┌─ DOCUMENT EXTRACT

Winged daemon Princes. I hate these. Whipping people all over, or slaughtering in H2H. Normally, people say shoot them. Ever faced a daemon army with 3 of them, with a grand total of 4 Twin Linked Lascannons? Didn't think so. If they have two, I'd recommend splitting your fire, unless they just fly away, and whipping your troops away from them. Get each down to 2 wounds, before choosing your Assaults. When you've decided which ones you're going to assault first (if the Chaos Player had sense, he'd split them, so that its got the widest radius for their effects), and do that with as much as you can. Assaulting gets your Marine's away from Thousand Sons and nasty shooters in the Chaos Army. When you've decided on your attack, shooting your Lascannons at the remaining one will see it killed. If not, you've got a charging Daemon Prince up your arse.

└─

§ GOAL: Resume the post on fighting winged Daemon Princes, starting after its last sentence. The listing after this has nothing to do with the post on winged Daemon Princes.

┌─ RAW DATA

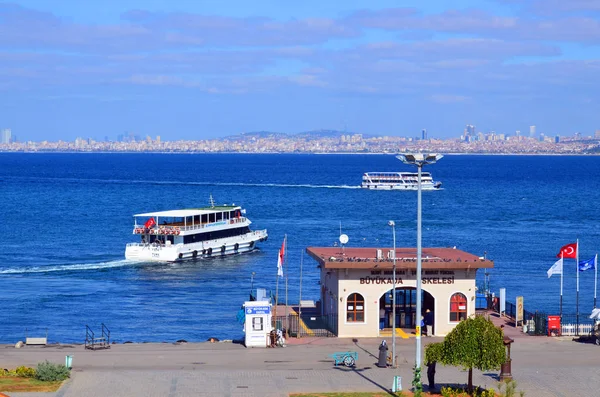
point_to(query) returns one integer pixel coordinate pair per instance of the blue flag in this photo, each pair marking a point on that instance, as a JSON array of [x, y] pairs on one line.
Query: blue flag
[[587, 265]]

└─

§ TASK RESPONSE:
Vespids. These buggers are rather nasty. Shooting them is the way to go forward. Wipe them out. Seriously. Unless you have some Railgun armed vehicles or Battlesuit units (Packing MEQ slaying guns) which can be insta-killed by Lascannons, then target these at them. Luckily, I've fought them only once - While still practising, I opted to go first. Plasma Cannon landed right on, killed 3/5. The other two jumped in, and opened fire on the vanguard. In return, the plasma gun killed the others. Blast Weaponry, with high strength should be targetting these (unless of course, you can insta-kill some suits).

Eldar. Little Buggers. Luckily, they're quite easy to bring down with Boltguns. However, them damn autarchs with Wings have a nasty habit of Popping up as a nice surprise. Heavy Bolters, Plasma Guns, Bolters, Rocks. Throw what you can at them. They eat Marines for breakfast in combat. Unless you've got a Chaos Lord/Chapter Master with Backpack, (why?), or Daemon Prince, I've not found much that equals their effectiveness for jump infantry.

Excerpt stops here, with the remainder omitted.